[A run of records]
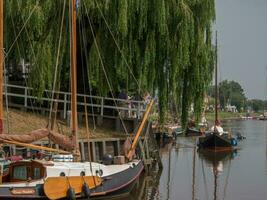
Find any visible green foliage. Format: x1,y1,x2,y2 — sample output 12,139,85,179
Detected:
247,99,267,112
209,80,246,111
5,0,215,125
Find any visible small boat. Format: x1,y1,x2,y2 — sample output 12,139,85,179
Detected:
198,132,237,152
198,32,237,152
0,160,144,199
0,0,154,199
185,127,205,136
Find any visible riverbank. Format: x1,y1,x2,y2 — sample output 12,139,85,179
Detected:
4,109,126,139
205,112,259,121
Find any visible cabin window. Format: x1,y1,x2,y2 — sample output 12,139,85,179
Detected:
33,167,41,179
59,172,66,176
13,166,27,181
80,171,85,176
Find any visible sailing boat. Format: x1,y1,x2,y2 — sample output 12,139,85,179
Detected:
199,151,236,200
0,0,151,199
198,32,237,151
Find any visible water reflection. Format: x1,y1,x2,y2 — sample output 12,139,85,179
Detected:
120,121,267,200
199,151,237,200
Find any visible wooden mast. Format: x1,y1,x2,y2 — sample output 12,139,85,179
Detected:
70,0,79,153
126,99,154,160
0,0,4,134
215,31,218,125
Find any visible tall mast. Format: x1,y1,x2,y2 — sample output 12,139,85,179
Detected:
70,0,79,150
0,0,4,134
215,31,218,122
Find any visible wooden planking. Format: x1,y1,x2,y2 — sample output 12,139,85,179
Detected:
44,176,102,199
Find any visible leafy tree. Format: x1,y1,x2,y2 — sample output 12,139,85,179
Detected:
5,0,215,124
208,80,246,111
247,99,267,112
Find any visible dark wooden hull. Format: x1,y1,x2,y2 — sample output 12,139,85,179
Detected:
185,128,203,137
0,162,144,199
198,133,234,152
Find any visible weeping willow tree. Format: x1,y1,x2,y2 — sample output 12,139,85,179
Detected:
5,0,215,127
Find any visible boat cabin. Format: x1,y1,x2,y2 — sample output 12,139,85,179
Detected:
2,160,52,183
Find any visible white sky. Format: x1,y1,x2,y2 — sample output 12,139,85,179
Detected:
214,0,267,99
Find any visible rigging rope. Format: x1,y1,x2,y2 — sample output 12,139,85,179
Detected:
81,12,96,132
84,1,129,135
95,1,141,93
48,0,66,131
5,1,38,58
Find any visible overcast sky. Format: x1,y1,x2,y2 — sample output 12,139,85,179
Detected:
215,0,267,99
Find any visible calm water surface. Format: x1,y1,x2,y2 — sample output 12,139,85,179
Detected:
120,120,267,200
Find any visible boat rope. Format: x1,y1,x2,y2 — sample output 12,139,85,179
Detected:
6,0,37,126
3,49,10,134
223,158,231,200
95,1,141,93
80,12,96,132
201,159,209,199
5,1,39,58
48,1,66,132
79,21,96,187
84,3,129,135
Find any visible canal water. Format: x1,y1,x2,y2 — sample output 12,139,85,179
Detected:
123,120,267,200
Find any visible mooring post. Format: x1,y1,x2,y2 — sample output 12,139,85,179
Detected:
102,140,107,155
63,93,67,119
91,142,96,161
79,141,85,161
24,87,28,109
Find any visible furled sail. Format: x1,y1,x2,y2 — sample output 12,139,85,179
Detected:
0,129,75,150
0,129,49,143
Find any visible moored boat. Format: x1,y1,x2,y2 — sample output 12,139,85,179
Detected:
198,32,237,152
0,160,144,199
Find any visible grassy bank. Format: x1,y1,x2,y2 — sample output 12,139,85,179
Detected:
4,109,125,138
205,112,246,121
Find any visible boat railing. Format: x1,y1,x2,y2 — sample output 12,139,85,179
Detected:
4,84,147,119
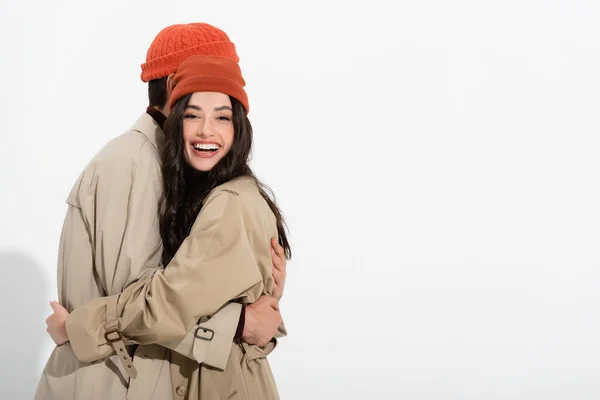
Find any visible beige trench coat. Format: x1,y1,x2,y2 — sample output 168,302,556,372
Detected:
67,178,285,400
35,114,241,400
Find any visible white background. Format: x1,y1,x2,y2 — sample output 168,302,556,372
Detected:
0,0,600,400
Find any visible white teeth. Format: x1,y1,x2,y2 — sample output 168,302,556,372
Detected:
194,143,219,150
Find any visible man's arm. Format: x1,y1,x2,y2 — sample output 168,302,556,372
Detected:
67,192,280,360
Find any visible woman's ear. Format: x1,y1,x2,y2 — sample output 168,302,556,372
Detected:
167,72,175,97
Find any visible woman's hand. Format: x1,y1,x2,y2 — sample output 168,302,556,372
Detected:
46,301,69,346
271,239,287,300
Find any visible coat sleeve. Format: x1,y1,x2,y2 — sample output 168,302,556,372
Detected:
78,142,162,295
67,191,263,361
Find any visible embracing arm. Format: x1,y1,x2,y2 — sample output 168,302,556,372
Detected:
67,191,263,360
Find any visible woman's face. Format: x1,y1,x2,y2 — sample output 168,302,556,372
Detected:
183,92,234,172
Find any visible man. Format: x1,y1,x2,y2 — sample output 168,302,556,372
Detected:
36,23,286,400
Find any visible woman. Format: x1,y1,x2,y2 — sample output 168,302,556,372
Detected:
48,56,291,400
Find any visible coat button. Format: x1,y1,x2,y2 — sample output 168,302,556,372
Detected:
175,385,185,396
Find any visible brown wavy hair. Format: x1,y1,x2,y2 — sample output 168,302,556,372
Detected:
159,94,292,266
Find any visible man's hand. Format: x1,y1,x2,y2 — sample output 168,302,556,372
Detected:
271,239,287,300
46,301,69,346
242,296,282,347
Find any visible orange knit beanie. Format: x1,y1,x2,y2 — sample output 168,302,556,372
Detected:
169,56,250,114
142,22,239,82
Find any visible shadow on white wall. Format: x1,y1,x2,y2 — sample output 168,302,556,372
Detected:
0,250,49,400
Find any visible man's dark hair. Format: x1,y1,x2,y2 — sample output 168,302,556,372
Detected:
148,76,167,109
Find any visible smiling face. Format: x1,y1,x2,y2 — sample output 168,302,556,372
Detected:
183,92,234,172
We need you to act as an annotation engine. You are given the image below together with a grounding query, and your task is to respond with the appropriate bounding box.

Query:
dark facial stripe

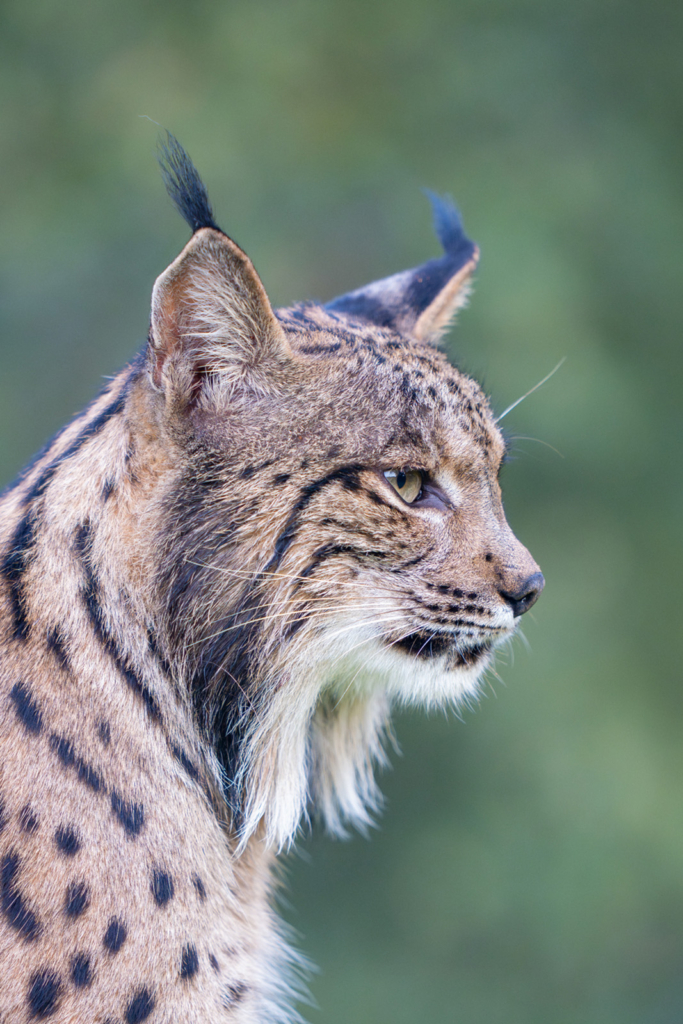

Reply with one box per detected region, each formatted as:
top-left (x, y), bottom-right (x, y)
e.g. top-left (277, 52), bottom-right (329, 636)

top-left (264, 465), bottom-right (364, 572)
top-left (300, 544), bottom-right (387, 577)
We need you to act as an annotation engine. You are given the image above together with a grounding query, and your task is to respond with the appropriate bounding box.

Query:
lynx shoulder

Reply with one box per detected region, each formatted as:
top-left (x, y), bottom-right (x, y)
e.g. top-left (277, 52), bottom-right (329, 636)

top-left (0, 139), bottom-right (543, 1024)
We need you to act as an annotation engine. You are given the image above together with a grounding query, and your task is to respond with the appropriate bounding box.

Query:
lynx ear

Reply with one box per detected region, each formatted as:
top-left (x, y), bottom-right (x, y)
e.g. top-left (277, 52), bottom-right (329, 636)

top-left (326, 193), bottom-right (479, 341)
top-left (148, 227), bottom-right (289, 398)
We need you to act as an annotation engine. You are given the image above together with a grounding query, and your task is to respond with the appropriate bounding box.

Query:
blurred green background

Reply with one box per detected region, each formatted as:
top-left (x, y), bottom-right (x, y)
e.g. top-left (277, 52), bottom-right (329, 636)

OBJECTIVE | Can you copy out the material above with "sample output" swapped for "example output" everywhere and everything else left as it is? Leave out the pictures.

TASK OUTPUT |
Find any visible green foliage. Format: x1,y1,x2,y2 — example output 12,139,85,179
Detected:
247,99,267,112
209,80,246,111
5,0,215,125
Find any visible small boat. Format: x1,y1,x2,y2 — example output 12,139,85,179
Detected:
198,132,237,152
198,32,237,152
0,160,144,199
0,0,154,199
185,127,205,136
Find any visible riverbank. Format: x1,y1,x2,y2 — example output 12,139,85,179
Detected:
4,109,126,139
205,112,259,121
Find any visible cabin window. Format: x1,y1,x2,y2 — example output 12,139,85,179
Detected:
33,167,41,179
59,172,66,176
13,166,27,181
80,171,85,176
Find any visible sailing boat. Format: x1,y1,x2,y2 — example output 12,139,85,179
Detected:
199,151,236,200
0,0,151,199
198,32,237,151
Find any visible water reflection. Format: x1,y1,x2,y2 — example output 12,139,85,179
Detected:
120,121,267,200
199,151,237,200
Find any visible wooden mast. Format: x1,y1,x2,y2 — example output 12,139,85,179
Detected:
70,0,79,153
126,99,154,160
0,0,4,134
215,31,218,125
Find any visible tall mast. Format: x1,y1,x2,y2 — example output 12,139,85,179
Detected:
70,0,79,150
0,0,4,134
215,31,218,122
Find any visible wooden planking. Format: x1,y1,x2,y2 — example output 12,139,85,179
Detected:
44,176,102,199
Find any visible leafy tree. Format: x1,y1,x2,y2 — example output 12,139,85,179
Detected:
5,0,215,124
208,80,246,111
247,99,267,112
Find any visible dark wooden hull. Format: x1,y1,x2,y2 — example output 12,139,85,179
Detected:
185,128,203,137
0,162,144,199
198,133,234,152
Find any visible weeping willow tree. Format: x1,y1,x2,y2 — example output 12,139,85,179
Detected:
5,0,215,127
Find any visible boat cabin. Format: x1,y1,x2,y2 — example output 12,139,85,179
Detected:
2,160,52,183
Find any visible white sky. Format: x1,y1,x2,y2 — example output 12,139,85,179
Detected:
214,0,267,99
Find any visible rigging rope. Format: x1,y1,x2,y2 — example output 12,139,85,179
Detected:
81,12,96,132
84,1,129,135
95,1,141,93
48,0,66,131
5,1,38,58
Find any visible overcast sky. Format: x1,y1,x2,y2 — example output 12,139,85,179
Detected:
215,0,267,99
Find any visible calm water surface. Format: x1,y1,x2,y2 — example output 12,139,85,179
Detected:
120,120,267,200
Find any visible boat rope. Format: x1,y1,x2,y2 — example output 12,139,85,179
Detected:
6,0,37,126
3,49,10,134
223,158,231,200
95,1,141,93
80,12,96,132
201,159,209,199
5,1,39,58
48,1,66,132
79,21,96,187
84,3,129,135
Find any visible canal water. Format: x1,y1,x2,y2 — example output 12,139,85,179
Detected:
123,120,267,200
Find any visible mooring post. Format: x1,y1,x2,y2 — example output 12,139,85,179
Detected:
102,140,107,155
63,93,67,119
91,142,96,161
79,141,85,161
24,87,28,109
Find any visible furled sail. Format: x1,y1,x2,y2 — example output 12,139,85,179
Detected:
0,129,75,150
0,129,49,143
Find any visible moored boat. Format: x1,y1,x2,y2 — example output 12,139,85,179
Detected:
198,32,237,152
0,160,144,199
Find any visible grassy bank. Format: x1,y1,x2,y2 — example output 12,139,85,179
Detected:
4,109,125,138
205,112,246,121
Find any visible boat railing. Format: x1,y1,x2,y2 — example output 12,139,85,179
Detected:
4,84,147,119
Find any visible beige trench coat. Format: x1,y1,x2,y2 — example output 168,302,556,372
Detected:
67,178,285,400
35,114,241,400
Find any visible white background. Format: x1,y1,x2,y2 — example output 168,302,556,372
Detected:
0,0,600,400
Find any visible white teeth. Format: x1,y1,x2,y2 — example output 168,302,556,372
Detected:
194,143,219,150
Find any visible man's arm. Format: x1,y1,x2,y2 — example output 168,302,556,372
Detected:
67,192,280,360
Find any visible woman's ear. Format: x1,y1,x2,y2 — example output 168,302,556,372
Detected:
167,72,175,97
Find any visible woman's hand. Format: x1,y1,x2,y2 — example output 168,302,556,372
Detected:
46,301,69,346
271,239,287,300
Find any visible coat sleeve. Format: x1,y1,x2,y2 — example output 168,302,556,372
Detected:
78,142,162,295
67,191,263,361
Find any visible embracing arm. Format: x1,y1,x2,y2 — example output 168,302,556,372
Detected:
67,191,263,360
Find any visible woman's face. Format: x1,y1,x2,y2 — example output 168,302,556,372
Detected:
183,92,234,172
Find any visible man. Format: x1,y1,x2,y2 — example output 168,302,556,372
Detected:
36,23,286,400
Find any visible woman. Format: x1,y1,x2,y2 — example output 168,302,556,372
Detected:
48,56,291,400
Find any visible coat button. Format: x1,y1,x2,y2 — example output 168,302,556,372
Detected:
175,385,185,396
Find any visible brown wavy hair. Format: x1,y1,x2,y2 — example output 168,302,556,372
Detected:
159,94,292,266
Find any visible man's hand. Format: x1,y1,x2,y2 — example output 168,302,556,372
Detected:
271,239,287,300
46,301,69,346
242,296,282,347
Find any visible orange knit beanie. Format: x1,y1,x2,y2 — example output 168,302,556,372
Detected:
169,56,250,114
142,22,239,82
Find any visible shadow on white wall. Format: x1,y1,x2,y2 — example output 168,302,556,372
Detected:
0,250,49,400
Find any visible man's dark hair. Format: x1,y1,x2,y2 — example output 168,302,556,372
Detected:
148,76,167,109
Find any visible smiling face. Format: x1,y1,x2,y2 — example output 168,302,556,372
Detected:
183,92,234,172
We need you to act as an annotation engine. You are given the image below together with a grounding query, and your task is to respond with the appropriate bounding box.

Query:
dark facial stripe


Reply with one box per detected region, each formatted as:
top-left (x, y), bottom-right (x, y)
e.g. top-left (277, 52), bottom-right (329, 636)

top-left (264, 465), bottom-right (364, 572)
top-left (300, 544), bottom-right (387, 577)
We need you to act as an annotation engine. You are given the image above together with a grounding query, and your task is to respond with the appropriate bounding box.

Query:
lynx shoulder

Reply with one box per detected region, each formatted as:
top-left (x, y), bottom-right (x, y)
e.g. top-left (277, 52), bottom-right (329, 636)

top-left (0, 139), bottom-right (543, 1024)
We need you to act as an annotation engine. You are given the image above together with a grounding query, and your task is to respond with the appropriate bounding box.

Query:
lynx ear

Reply with one box per detected region, each formatted as:
top-left (x, y), bottom-right (x, y)
e.g. top-left (277, 52), bottom-right (329, 636)

top-left (326, 193), bottom-right (479, 341)
top-left (148, 227), bottom-right (289, 398)
We need you to act as an annotation engine. You are given the image above together with a grounding query, and your task is to respond with the appropriate bounding box.

Query:
blurred green background

Reply with one box per detected region, each formatted as:
top-left (x, y), bottom-right (x, y)
e.g. top-left (277, 52), bottom-right (329, 636)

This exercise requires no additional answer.